[Direction] Reproduce the part of the fall fiction list that opens with "Happiness Falls" and closes with "roots of AI.", swapping "park" for "playground".

[Excerpt to read]
Highly anticipated returns, family drama, and literary invention feature in this fall’s notable fiction.

Top 10

The Bee Sting

Paul Murray. Farrar, Straus and Giroux, Aug. 15 ($30, ISBN 978-0-374-60030-3)

Irish novelist Murray, who recently toured Meta’s virtual reality platform for New York magazine, conveys the bleakness of a territory closer to home—his country’s Midland Region—in this family drama.

Come and Get It

Kiley Reid. Putnam, Jan. 9 ($28, ISBN 978-0-593-32820-0)

Campus hijinks ensue with the story of a University of Arkansas resident assistant who takes on extra work in hopes of buying a house after graduation and deals with pranks from dorm residents.

Devil Makes Three

Ben Fountain. Flatiron, Sept. 26 ($30.99, ISBN 978-1-250-77651-8)

Fountain’s second novel comes 11 years after the NBCC-winning Billy Lynn’s Long Halftime Walk. The setting is Haiti, where an American expat adjusts to the new normal after the 1991 coup.

Family Meal

Bryan Washington. Riverhead, Oct. 10 ($28, ISBN 978-0-593-42109-3)

Washington continues writing about food, which he did so well in Memorial, with a story of a bakery in Houston and two friends whose bond helps one of them get through the death of his lover.

Happiness Falls

Angie Kim. Hogarth, Sept. 5 ($28, ISBN 978-0-593-44820-5)

A young Korean American woman frantically tries to determine what happened to her father after her younger brother returns from a park near their Virginia home without him, covered in blood and unable to speak.

The Maniac

Benjamin Labatut. Penguin Press, Oct. 3 ($28, ISBN 978-0-593-65447-7)

Chilean writer Labatut, author of the International Booker–shortlisted When We Cease to Understand the World, unspools a story involving Hungarian polymath John von Neumann and the roots of AI.

My Work

Olga Ravn, trans. by Jennifer Russell. New Directions, Sept. 4 ($18.95, ISBN 978-0-8112-3471-9)

Danish writer Ravn returns after the speculative workplace novel The Employees with a hefty mixed-genre meditation on birth, motherhood, and writing.

Tom Lake

Ann Patchett. Harper, Aug. 1 ($30, ISBN 978-0-06-332752-8)

Set in Northern Michigan in the spring of 2020, Patchett’s latest centers on a woman and her three adult daughters as they pepper her with questions about her past during a visit home.

The Unsettled

Ayana Mathis. Knopf, Oct. 24 ($29, ISBN 978-0-525-51993-5)

In another long-awaited return, Mathis follows up 2012’s The Twelve Tribes of Hattie with the story of a family’s resilience after moving from Alabama to Philadelphia in the 1980s.

The Wren, the Wren

Anne Enright. Norton, Sept. 19 ($27, ISBN 978-1-324-00568-1)

[Provided information]
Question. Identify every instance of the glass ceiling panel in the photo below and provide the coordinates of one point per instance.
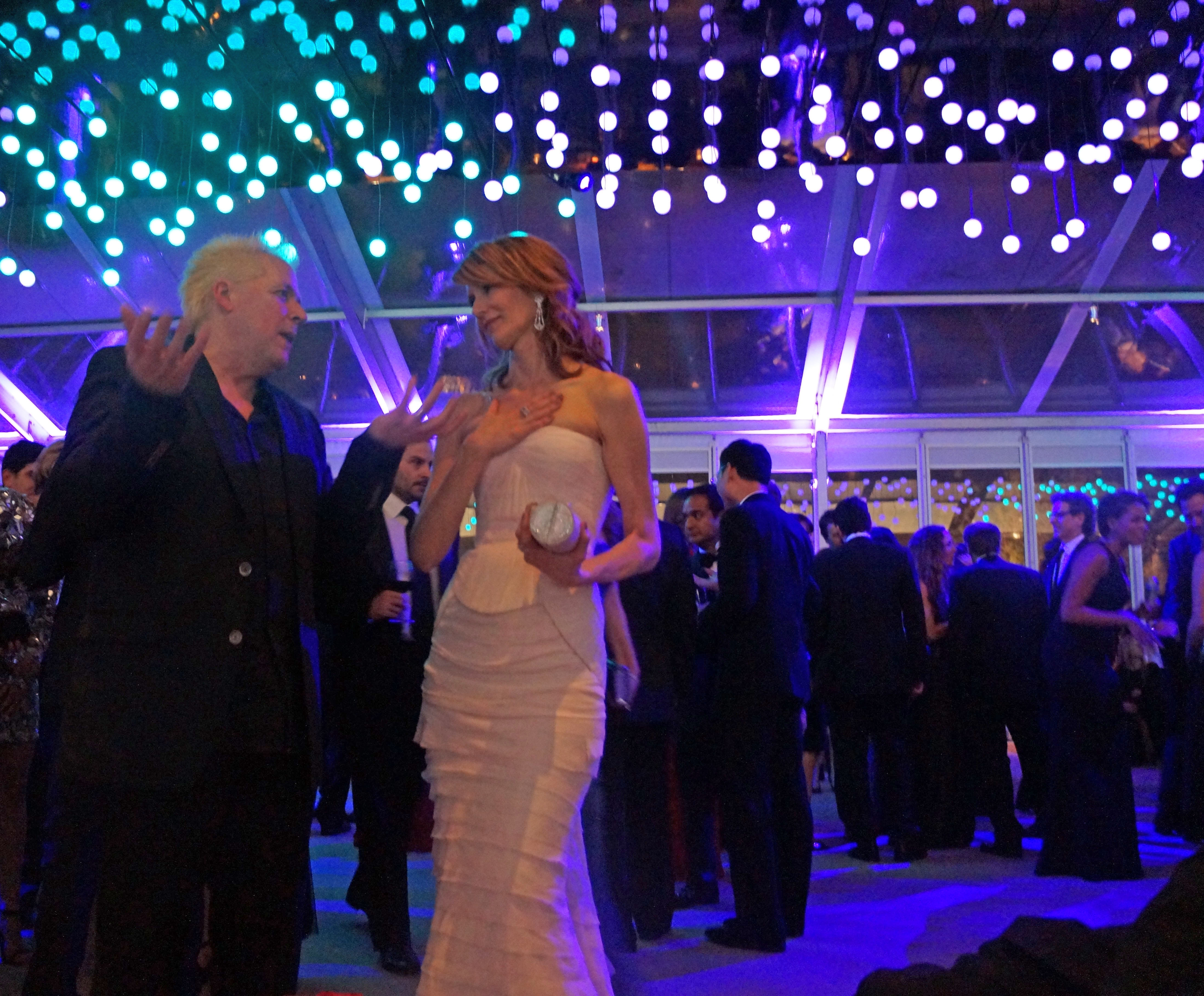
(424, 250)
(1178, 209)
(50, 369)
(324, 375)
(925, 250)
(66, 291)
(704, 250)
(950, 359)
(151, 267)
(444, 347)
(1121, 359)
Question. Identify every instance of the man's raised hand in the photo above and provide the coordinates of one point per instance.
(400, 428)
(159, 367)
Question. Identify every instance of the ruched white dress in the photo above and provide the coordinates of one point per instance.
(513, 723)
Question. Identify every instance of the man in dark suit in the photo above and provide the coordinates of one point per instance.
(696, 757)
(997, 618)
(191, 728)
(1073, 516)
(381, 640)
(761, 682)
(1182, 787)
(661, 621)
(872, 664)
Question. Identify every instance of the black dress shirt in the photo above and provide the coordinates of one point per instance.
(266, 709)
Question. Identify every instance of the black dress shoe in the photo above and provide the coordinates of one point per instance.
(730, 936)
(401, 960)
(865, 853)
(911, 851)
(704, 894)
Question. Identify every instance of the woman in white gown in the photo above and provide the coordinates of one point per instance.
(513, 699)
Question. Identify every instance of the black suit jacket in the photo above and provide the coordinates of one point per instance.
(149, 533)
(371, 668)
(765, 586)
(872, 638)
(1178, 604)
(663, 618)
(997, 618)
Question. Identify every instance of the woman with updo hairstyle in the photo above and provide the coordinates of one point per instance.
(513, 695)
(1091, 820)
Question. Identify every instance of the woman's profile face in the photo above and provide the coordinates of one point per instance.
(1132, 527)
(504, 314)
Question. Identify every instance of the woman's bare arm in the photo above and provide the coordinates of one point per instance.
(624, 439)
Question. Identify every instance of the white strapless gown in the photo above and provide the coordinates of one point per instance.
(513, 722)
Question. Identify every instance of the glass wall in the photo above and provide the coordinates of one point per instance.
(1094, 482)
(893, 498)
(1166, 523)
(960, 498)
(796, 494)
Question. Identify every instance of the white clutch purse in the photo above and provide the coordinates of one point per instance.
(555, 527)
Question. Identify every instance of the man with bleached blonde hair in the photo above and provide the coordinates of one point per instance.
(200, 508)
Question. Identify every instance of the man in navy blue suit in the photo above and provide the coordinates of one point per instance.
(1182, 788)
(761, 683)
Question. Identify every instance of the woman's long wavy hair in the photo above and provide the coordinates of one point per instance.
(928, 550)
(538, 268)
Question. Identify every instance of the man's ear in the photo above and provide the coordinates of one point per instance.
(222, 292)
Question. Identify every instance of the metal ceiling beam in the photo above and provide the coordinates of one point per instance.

[The response]
Happiness Falls

Angie Kim. Hogarth, Sept. 5 ($28, ISBN 978-0-593-44820-5)

A young Korean American woman frantically tries to determine what happened to her father after her younger brother returns from a playground near their Virginia home without him, covered in blood and unable to speak.

The Maniac

Benjamin Labatut. Penguin Press, Oct. 3 ($28, ISBN 978-0-593-65447-7)

Chilean writer Labatut, author of the International Booker–shortlisted When We Cease to Understand the World, unspools a story involving Hungarian polymath John von Neumann and the roots of AI.